(设定题目 A)
请根据给定文本回答下列问题:
(i) 阿克江入选了哪位导师战队的十强?
(ii) 阿克江成立的厂牌叫什么名字?
(iii) 他和朋友每个月搞的那个Party叫什么?
(设定题目 B)
把记录从开头起到含有“x=244 y=276”的那一行为止的内容输出为JSON字符串列表,首尾两行都包括在内。每行对应一个字符串,空行不计。

== 给定文本 ==

而这一届选手里,有不少人后来都与说唱音乐产生了密不可分的关系。除了大家都熟知的周杰伦战队大将、低调组合的杨和苏,和盲选阶段就被淘汰的GAI以外,还有“说唱女王”万妮达、参加《说唱听我的》的白静晨。而阿克江也在其中,他成功入选了庾澄庆战队的十强,这也证明了他的不俗实力。
选秀结束后,他曾经短暂进入过唱片公司的签约歌手模式:清晨六点起床化妆梳头、七点赶通告、九点接受采访、中午录节目一直到傍晚、晚上开歌友会……然而,阿克江并不喜欢这样的生活。
他被逼着戴美瞳上台唱歌,这让他产生了“非常不自由”的不适感,毕竟自己的定位从来就不是那一挂的,于是阿克江果断选择选择逃离:“我真的不适合走正规公司包装出唱片的那个路线。这辈子我就这样,安安静静地在地下呆着也挺好,做自己喜欢的就行了。”
同时,一人在内地闯荡的阿克江,也因为自己哈萨克族的身份标识,遭遇一些想当然式的误解或偏见。“要求表演民歌”是当时他最容易遭遇的“扣帽子”和“贴标签”行为。
阿克江认为,多数对他提这种要求的人,都不太知道哈萨克民族音乐有什么特点,“他们觉得你是少数民族,你就得从民歌这方面入手”。这既不尊重人,也限制了他的创作类型。
阿克江坚信,少数民族也能唱好多语言、多类型的歌曲,中文、英文,摇滚、R&B,想唱什么就该去唱什么,而且可能会唱得比很多人都要好。他反对消费自己的民族,但不回避自己哈萨克族的身份,他将自己在新疆的生活经历与所见所感视为音乐创作上的养分,他希望找到某种方式,能够体现民族音乐的魅力,而不是去利用它。
阿克江更愿意把彩蛋藏在细节里,让民族音乐的元素变成一种Hidden Track般的寻宝游戏,让乐迷自行发掘:“民族音乐太深奥了,我非常尊重它。我可能会把一两句哈萨克族的谚语、民歌藏在歌曲的和声里头,然而你们都听不到。等我的音乐变得更成熟、等我自己变得更强大,我能做这个事情了,我就会试着把民族音乐跟我现在在做的音乐,完全融合起来。”
成名后的阿克江,也并非单打独斗。他成立了厂牌Secret Life,里边有玩滑板、涂鸦、做文身、摄影的朋友,大家unite a crew,尽其所能,资源共享,互相帮助。除了这个工作室之外,他还结识了Dyoself,加入了“天山摇摆客”。
并且,阿克江也在尽自己所能地去帮助家乡的一些孩子。他和朋友做了一个电台,让孩子们每周可以投作品进来,然后网络投票,作品获得第一名的孩子就可以来工作室免费做一首歌。每个月他们还会搞一个Party,叫“跳舞日”,还会在一个Livehouse搞一个派对,然后带着这些孩子一块演出。

===
== 数据集记录 ==

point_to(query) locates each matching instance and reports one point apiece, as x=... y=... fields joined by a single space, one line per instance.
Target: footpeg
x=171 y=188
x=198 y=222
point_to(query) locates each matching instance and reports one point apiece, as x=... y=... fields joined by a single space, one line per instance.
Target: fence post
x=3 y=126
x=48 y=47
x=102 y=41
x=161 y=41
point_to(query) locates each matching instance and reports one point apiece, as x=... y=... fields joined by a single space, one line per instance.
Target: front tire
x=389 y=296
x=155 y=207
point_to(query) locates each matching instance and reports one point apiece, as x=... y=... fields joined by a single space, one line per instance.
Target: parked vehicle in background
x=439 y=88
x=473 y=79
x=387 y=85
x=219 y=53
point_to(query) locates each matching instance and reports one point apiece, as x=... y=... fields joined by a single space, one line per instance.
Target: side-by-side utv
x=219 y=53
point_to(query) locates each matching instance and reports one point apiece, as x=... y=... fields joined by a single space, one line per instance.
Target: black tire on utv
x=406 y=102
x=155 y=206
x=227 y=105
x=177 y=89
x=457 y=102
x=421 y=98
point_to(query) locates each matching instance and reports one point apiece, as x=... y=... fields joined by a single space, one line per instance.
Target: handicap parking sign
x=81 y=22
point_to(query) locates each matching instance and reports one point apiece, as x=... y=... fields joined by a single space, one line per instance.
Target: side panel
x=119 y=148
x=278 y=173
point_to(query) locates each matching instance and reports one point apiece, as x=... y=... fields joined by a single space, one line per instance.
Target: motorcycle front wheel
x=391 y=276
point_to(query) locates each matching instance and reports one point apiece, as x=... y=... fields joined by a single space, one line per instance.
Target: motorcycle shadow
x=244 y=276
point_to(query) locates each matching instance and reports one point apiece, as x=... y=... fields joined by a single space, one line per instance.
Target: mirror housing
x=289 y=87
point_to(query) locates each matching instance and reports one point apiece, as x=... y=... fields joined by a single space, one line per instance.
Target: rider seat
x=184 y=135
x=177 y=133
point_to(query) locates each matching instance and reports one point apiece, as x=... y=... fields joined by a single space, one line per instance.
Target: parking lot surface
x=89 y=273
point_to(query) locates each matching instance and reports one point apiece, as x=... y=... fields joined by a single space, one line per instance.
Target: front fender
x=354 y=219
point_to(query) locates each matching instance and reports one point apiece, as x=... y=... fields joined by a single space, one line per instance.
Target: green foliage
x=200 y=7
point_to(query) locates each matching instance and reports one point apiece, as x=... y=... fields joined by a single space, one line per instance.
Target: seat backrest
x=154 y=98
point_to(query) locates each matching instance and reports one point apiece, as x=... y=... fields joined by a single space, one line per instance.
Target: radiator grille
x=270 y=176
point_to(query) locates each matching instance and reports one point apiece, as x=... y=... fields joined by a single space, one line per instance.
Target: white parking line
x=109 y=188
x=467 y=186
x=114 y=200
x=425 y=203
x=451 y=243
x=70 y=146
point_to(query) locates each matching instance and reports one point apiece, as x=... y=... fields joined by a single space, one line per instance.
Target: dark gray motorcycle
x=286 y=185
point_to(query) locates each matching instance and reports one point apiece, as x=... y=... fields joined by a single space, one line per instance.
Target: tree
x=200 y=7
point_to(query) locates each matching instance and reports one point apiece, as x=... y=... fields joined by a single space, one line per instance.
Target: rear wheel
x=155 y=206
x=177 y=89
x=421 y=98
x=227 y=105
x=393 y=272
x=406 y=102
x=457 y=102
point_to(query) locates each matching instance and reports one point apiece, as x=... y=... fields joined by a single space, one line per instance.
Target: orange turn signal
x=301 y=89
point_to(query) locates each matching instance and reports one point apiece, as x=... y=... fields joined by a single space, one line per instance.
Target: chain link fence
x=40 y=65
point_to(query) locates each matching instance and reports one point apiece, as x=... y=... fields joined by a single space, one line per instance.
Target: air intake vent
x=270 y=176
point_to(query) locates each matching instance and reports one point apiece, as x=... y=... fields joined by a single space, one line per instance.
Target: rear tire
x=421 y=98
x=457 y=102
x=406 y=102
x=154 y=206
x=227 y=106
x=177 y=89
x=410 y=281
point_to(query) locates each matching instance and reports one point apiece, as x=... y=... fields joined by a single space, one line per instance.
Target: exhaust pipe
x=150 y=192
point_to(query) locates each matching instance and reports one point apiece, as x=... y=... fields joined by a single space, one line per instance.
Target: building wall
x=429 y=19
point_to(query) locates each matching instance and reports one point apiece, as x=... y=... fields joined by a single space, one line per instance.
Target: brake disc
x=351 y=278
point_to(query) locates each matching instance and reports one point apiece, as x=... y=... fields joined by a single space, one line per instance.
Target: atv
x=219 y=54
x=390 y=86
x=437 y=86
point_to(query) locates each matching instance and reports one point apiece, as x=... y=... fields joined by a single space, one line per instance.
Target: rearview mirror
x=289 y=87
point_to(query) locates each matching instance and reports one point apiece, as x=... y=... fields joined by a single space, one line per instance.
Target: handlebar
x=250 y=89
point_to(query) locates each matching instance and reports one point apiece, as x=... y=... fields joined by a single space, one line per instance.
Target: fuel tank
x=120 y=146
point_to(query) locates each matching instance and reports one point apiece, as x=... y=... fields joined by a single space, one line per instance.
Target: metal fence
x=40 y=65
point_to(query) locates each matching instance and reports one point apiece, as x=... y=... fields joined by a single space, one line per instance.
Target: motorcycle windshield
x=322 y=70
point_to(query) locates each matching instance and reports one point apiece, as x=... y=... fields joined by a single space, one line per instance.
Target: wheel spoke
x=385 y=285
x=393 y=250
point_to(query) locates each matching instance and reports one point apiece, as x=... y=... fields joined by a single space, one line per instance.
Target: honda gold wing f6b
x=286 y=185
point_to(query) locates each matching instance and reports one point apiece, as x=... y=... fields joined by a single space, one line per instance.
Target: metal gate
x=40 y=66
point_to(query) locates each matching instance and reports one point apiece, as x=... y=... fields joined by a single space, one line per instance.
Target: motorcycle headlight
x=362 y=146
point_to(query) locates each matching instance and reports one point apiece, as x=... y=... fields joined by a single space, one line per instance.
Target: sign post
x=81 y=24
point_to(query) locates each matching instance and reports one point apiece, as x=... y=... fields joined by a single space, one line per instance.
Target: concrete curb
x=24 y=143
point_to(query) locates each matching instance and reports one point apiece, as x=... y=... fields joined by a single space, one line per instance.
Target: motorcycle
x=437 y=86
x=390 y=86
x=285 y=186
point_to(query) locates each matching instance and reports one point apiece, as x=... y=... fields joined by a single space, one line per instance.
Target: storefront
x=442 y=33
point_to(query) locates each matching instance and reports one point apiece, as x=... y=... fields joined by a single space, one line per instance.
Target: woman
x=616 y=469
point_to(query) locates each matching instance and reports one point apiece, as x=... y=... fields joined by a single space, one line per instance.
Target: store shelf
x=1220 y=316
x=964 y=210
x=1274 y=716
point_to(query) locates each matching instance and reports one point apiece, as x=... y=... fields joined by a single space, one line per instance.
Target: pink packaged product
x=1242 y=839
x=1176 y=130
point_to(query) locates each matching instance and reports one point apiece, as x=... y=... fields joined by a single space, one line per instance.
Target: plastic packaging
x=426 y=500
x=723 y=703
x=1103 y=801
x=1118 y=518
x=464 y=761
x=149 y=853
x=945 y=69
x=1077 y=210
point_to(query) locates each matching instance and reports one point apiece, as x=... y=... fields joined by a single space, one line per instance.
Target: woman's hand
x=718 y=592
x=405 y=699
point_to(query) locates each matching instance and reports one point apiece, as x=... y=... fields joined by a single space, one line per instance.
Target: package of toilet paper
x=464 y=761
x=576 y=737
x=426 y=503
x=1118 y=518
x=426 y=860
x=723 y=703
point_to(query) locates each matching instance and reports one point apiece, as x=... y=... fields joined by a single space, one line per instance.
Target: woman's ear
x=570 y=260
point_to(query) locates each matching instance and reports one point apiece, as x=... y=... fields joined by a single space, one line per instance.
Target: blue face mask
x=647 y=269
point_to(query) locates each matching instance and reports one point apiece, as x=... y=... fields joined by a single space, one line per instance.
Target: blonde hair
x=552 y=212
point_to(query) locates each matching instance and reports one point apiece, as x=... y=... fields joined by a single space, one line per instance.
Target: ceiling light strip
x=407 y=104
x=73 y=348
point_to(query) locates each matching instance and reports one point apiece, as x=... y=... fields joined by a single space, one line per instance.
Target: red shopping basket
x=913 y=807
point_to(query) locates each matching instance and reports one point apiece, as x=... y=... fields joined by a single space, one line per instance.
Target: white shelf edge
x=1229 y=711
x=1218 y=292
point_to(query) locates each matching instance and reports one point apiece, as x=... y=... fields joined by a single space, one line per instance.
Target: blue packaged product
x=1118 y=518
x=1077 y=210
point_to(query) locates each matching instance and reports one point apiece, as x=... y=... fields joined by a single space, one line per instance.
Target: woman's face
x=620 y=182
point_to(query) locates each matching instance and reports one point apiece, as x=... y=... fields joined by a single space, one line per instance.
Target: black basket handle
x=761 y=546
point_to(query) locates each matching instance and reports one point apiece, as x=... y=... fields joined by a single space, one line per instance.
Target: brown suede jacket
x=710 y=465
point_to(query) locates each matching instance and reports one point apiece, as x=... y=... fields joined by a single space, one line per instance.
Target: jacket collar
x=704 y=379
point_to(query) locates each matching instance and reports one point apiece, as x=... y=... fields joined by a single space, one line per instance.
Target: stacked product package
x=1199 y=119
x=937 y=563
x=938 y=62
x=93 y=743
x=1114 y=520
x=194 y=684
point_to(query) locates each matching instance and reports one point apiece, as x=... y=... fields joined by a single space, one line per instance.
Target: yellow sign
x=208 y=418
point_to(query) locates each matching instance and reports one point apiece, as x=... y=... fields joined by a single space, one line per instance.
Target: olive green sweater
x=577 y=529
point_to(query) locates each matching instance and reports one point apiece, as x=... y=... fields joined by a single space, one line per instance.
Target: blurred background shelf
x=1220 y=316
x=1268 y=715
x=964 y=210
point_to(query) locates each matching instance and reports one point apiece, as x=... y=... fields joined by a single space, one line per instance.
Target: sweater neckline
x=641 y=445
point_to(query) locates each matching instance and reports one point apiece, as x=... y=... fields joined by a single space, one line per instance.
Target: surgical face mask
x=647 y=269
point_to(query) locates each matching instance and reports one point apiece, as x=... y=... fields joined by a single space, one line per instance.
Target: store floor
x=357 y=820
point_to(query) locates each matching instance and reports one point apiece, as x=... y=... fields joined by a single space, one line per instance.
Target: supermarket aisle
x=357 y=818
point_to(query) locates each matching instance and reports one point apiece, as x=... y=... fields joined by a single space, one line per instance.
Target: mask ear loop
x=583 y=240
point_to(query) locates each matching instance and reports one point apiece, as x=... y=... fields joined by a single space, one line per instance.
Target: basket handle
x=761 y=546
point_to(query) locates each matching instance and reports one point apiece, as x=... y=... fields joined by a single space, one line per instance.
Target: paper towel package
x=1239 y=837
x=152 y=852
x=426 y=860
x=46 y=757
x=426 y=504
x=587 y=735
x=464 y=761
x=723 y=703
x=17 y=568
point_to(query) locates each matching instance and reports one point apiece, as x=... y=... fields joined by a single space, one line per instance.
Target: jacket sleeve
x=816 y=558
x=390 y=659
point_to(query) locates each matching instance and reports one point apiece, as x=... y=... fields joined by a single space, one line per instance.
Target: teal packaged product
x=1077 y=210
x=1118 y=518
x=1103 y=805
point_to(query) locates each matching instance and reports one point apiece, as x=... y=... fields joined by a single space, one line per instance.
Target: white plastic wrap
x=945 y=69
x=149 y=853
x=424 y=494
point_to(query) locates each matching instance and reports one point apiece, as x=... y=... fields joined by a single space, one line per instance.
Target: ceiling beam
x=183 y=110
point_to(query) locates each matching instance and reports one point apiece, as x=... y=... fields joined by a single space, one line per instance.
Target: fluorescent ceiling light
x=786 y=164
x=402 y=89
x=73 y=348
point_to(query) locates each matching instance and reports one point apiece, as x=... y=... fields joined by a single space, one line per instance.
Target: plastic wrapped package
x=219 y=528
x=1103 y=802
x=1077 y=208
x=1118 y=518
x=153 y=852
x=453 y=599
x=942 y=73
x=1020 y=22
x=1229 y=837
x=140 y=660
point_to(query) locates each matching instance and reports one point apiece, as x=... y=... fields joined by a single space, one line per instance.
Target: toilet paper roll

===

(回答 A)
(i) 庾澄庆战队。
(ii) Secret Life。
(iii) “跳舞日”。

(回答 B)
[
  "point_to(query) locates each matching instance and reports one point apiece, as x=... y=... fields joined by a single space, one line per instance.",
  "Target: footpeg",
  "x=171 y=188",
  "x=198 y=222",
  "point_to(query) locates each matching instance and reports one point apiece, as x=... y=... fields joined by a single space, one line per instance.",
  "Target: fence post",
  "x=3 y=126",
  "x=48 y=47",
  "x=102 y=41",
  "x=161 y=41",
  "point_to(query) locates each matching instance and reports one point apiece, as x=... y=... fields joined by a single space, one line per instance.",
  "Target: front tire",
  "x=389 y=296",
  "x=155 y=207",
  "point_to(query) locates each matching instance and reports one point apiece, as x=... y=... fields joined by a single space, one line per instance.",
  "Target: parked vehicle in background",
  "x=439 y=88",
  "x=473 y=79",
  "x=387 y=85",
  "x=219 y=53",
  "point_to(query) locates each matching instance and reports one point apiece, as x=... y=... fields joined by a single space, one line per instance.",
  "Target: side-by-side utv",
  "x=219 y=53",
  "point_to(query) locates each matching instance and reports one point apiece, as x=... y=... fields joined by a single space, one line per instance.",
  "Target: black tire on utv",
  "x=406 y=102",
  "x=155 y=206",
  "x=227 y=105",
  "x=177 y=89",
  "x=457 y=102",
  "x=421 y=98",
  "point_to(query) locates each matching instance and reports one point apiece, as x=... y=... fields joined by a single space, one line per instance.",
  "Target: handicap parking sign",
  "x=81 y=22",
  "point_to(query) locates each matching instance and reports one point apiece, as x=... y=... fields joined by a single space, one line per instance.",
  "Target: side panel",
  "x=119 y=148",
  "x=278 y=173",
  "point_to(query) locates each matching instance and reports one point apiece, as x=... y=... fields joined by a single space, one line per instance.",
  "Target: motorcycle front wheel",
  "x=391 y=276",
  "point_to(query) locates each matching instance and reports one point apiece, as x=... y=... fields joined by a single space, one line per instance.",
  "Target: motorcycle shadow",
  "x=244 y=276"
]